Work required »
Count the following lines that contain the string "below", treating case as significant, and give only the number.

Object location annotation data
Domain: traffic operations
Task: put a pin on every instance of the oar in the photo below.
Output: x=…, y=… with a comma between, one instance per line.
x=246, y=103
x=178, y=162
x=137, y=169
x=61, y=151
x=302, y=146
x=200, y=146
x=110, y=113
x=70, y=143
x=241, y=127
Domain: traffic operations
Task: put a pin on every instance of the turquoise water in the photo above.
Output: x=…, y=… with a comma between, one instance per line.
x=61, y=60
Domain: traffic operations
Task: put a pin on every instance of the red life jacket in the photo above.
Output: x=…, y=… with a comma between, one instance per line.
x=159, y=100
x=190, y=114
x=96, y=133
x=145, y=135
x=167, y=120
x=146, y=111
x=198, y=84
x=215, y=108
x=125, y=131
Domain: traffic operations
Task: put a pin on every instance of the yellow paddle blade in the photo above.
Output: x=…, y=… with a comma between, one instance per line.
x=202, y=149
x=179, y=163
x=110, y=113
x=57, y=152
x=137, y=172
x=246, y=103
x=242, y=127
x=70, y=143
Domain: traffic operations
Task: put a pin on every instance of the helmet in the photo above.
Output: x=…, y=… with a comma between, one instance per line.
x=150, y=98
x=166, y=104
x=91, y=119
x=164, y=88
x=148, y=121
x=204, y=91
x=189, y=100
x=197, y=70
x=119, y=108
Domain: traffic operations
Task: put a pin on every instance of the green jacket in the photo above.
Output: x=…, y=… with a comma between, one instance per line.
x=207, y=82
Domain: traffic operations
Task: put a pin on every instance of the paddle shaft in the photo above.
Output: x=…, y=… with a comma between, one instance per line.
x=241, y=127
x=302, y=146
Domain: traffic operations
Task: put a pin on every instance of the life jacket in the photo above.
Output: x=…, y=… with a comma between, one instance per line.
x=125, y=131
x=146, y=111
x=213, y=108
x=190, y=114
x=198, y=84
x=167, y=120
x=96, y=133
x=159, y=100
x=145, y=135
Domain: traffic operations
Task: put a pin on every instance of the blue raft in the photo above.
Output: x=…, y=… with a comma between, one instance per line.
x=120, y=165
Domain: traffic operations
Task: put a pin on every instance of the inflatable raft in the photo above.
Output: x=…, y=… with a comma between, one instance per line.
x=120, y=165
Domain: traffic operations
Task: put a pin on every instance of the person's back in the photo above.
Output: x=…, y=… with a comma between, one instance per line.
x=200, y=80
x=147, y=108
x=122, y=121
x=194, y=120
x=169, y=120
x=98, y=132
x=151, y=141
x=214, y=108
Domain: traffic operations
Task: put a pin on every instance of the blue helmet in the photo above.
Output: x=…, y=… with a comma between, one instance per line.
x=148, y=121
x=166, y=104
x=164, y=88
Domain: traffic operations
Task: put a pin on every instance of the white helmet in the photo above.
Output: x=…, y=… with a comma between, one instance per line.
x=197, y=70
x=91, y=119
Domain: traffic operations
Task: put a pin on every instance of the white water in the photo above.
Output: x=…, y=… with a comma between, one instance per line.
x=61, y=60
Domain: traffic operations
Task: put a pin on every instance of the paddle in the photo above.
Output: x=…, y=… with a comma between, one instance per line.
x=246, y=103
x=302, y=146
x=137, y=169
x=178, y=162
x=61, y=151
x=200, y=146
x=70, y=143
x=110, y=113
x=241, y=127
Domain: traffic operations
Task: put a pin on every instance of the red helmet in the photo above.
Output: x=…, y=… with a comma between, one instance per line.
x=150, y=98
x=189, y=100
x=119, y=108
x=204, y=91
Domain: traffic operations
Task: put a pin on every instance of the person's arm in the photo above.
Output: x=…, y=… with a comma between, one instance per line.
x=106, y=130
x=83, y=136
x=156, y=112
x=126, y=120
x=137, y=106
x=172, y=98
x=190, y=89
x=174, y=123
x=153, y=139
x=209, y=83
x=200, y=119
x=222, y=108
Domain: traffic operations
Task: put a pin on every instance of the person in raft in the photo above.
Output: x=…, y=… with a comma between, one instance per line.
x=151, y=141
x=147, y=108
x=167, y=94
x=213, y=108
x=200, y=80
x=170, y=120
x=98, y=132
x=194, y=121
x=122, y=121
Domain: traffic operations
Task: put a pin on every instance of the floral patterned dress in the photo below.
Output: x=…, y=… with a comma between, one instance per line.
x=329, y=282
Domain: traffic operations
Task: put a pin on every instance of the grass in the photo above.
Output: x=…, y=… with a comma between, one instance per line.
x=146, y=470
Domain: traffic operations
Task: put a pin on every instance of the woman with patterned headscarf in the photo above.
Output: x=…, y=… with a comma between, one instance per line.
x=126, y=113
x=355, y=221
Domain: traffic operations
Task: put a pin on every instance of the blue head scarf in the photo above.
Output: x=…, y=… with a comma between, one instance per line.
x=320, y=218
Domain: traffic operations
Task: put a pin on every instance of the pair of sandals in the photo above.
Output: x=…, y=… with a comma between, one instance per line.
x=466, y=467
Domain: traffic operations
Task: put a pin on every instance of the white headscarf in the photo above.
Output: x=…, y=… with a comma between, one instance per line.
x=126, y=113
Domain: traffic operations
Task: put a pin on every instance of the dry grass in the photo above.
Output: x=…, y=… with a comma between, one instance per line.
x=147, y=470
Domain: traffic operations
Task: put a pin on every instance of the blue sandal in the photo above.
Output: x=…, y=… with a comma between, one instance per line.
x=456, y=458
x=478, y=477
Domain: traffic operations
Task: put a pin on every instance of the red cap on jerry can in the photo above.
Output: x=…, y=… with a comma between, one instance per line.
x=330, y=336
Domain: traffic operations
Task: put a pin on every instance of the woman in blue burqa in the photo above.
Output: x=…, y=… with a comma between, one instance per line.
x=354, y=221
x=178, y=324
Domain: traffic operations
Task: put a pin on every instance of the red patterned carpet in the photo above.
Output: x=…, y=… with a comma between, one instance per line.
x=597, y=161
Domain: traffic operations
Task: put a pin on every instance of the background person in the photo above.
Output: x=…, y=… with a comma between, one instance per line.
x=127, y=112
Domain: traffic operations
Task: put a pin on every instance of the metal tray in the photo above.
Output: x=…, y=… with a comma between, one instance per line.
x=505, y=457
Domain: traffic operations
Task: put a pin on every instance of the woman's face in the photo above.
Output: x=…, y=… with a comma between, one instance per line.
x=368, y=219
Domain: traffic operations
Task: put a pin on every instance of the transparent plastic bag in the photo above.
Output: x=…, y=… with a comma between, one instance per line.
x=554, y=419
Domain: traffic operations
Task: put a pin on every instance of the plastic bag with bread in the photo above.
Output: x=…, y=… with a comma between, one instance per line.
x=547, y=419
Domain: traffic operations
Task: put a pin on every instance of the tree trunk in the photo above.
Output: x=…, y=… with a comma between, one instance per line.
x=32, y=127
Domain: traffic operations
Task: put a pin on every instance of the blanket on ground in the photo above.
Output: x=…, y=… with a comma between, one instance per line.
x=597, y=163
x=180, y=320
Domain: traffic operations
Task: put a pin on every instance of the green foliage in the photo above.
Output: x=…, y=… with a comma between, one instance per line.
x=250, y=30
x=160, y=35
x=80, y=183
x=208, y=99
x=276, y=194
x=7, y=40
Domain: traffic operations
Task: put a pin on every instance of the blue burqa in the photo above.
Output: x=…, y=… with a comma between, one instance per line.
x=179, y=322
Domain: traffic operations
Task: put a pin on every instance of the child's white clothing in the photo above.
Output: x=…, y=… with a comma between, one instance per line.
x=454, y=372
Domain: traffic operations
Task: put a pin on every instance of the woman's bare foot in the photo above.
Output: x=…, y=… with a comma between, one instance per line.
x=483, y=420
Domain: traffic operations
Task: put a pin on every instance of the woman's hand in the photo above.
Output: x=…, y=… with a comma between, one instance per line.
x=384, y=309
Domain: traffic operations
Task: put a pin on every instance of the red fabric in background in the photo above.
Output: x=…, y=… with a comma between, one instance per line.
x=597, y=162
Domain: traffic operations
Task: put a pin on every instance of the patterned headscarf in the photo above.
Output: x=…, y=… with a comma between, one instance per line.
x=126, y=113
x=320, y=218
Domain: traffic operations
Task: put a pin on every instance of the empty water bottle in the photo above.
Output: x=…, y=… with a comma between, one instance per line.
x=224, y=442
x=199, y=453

Task response »
2